**Tasks to perform**.
(1) Will you output, word for word, the stretch of the commentary on the Bush-Cheney administration from "Bill Clinton had" through "do knowingly wrong."?
(2) Which companies does the commentary on the Bush-Cheney administration name as profiting from the Iraq War?
(3) Can you supply the next part of the commentary on the Bush-Cheney administration, starting after its last sentence?

**Page excerpt**.
● ● ● ● ●

In their world, it’s all about making each other rich, and that’s the right thing to do. That’s why they’re in government. What was behind Bush’s pathetic attempt to privatize Social Security but a massive planned handout of play money to Wall Street? And hey, as long as Halliburton and Bechtel and Blackwater are making money out of the Iraq War, why the hell call it off? So a few thousand poor grunts die in the process, so what?
Dick Cheney’s recent conversational to-and-fro with a reporter bears repeating.
Reporter: “Two-thirds of the American people think the war in Iraq wasn’t worth fighting.”
Cheney (big smile): “So?”
Reporter (shocked): “So? You don’t care what the American people think?”
Cheney: “No. I think you can’t be blown off course by the fluctuations in the public opinion polls.”
There you have it. That’s the responsible-to-nobody arrogance of the American CEO in a nutshell.
Bill Clinton had all the character of a dry cow dung patty, but Bush-Cheney went one further: they’re bad characters. One can characterize the Bush presidency as a timeline of little lies, medium lies and whoppers, starting with lying us into a war that even Bush doesn’t remember why he started. Also, we now know that Cheney, Rumsfeld, and fellow-travelers Condi Rice and Colin Powell actually sat around in meetings after 9/11 deciding what methods of torture should be used on any terrorists they caught. Nobody, it appears, for a moment said: “Hey, guys, what the hell are we doing? This is wrong. We’re Americans, not the Spanish Inquisition. We shouldn’t let the terrorists make us as bad as they are.” No. In fact, Cheney told the media we have to “work the dark side.” In other words, we have to do knowingly wrong.

● ● ● ● ●

**Dataset excerpts**.
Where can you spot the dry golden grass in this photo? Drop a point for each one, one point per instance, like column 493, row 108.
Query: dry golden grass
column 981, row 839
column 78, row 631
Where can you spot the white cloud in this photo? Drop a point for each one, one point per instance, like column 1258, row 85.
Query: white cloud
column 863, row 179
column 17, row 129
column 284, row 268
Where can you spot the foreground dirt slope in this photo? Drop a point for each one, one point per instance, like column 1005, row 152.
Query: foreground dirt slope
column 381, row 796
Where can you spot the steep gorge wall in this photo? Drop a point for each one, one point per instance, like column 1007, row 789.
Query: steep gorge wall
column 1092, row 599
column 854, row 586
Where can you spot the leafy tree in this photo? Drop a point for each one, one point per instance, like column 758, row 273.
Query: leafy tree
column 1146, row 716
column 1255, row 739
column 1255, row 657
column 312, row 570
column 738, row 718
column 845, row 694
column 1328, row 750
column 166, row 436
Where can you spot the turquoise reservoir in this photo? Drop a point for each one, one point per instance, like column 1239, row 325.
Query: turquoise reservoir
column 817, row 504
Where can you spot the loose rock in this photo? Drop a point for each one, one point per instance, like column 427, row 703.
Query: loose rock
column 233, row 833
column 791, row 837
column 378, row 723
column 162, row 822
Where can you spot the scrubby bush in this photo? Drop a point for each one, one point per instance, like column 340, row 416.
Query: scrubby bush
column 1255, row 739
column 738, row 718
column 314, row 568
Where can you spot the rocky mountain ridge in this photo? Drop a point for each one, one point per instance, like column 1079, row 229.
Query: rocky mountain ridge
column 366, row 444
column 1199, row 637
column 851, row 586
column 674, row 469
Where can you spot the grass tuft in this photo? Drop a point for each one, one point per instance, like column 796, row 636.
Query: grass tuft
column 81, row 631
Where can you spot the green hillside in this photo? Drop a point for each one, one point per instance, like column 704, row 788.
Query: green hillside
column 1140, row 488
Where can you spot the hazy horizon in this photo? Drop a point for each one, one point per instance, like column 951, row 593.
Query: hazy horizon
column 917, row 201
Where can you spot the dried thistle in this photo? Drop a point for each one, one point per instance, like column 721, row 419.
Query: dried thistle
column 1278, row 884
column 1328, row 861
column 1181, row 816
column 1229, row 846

● ● ● ● ●

**Task responses**.
(1)
Bill Clinton had all the character of a dry cow dung patty, but Bush-Cheney went one further: they’re bad characters. One can characterize the Bush presidency as a timeline of little lies, medium lies and whoppers, starting with lying us into a war that even Bush doesn’t remember why he started. Also, we now know that Cheney, Rumsfeld, and fellow-travelers Condi Rice and Colin Powell actually sat around in meetings after 9/11 deciding what methods of torture should be used on any terrorists they caught. Nobody, it appears, for a moment said: “Hey, guys, what the hell are we doing? This is wrong. We’re Americans, not the Spanish Inquisition. We shouldn’t let the terrorists make us as bad as they are.” No. In fact, Cheney told the media we have to “work the dark side.” In other words, we have to do knowingly wrong.

(2) Halliburton, Bechtel, Blackwater

(3)
An insight into Bush’s character is revealed in General Sanchez 'new book, where he remembers this outburst from Bush giving a confused pep talk to his top generals and national security people:
“Kick ass! If somebody tries to stop the march to democracy, we will seek them out and kill them! We must be tougher than hell! This Vietnam stuff, this is not even close. It is a mind-set. We can’t send that message. It’s an excuse to set us up for withdrawal. There is a series of moments and this is one of them. Our will is being tested, but we are resolute. We have a better way. Stay strong! Stay the course! Kill them! Be confident! Prevail! We are going to wipe them out! We are not blinking!”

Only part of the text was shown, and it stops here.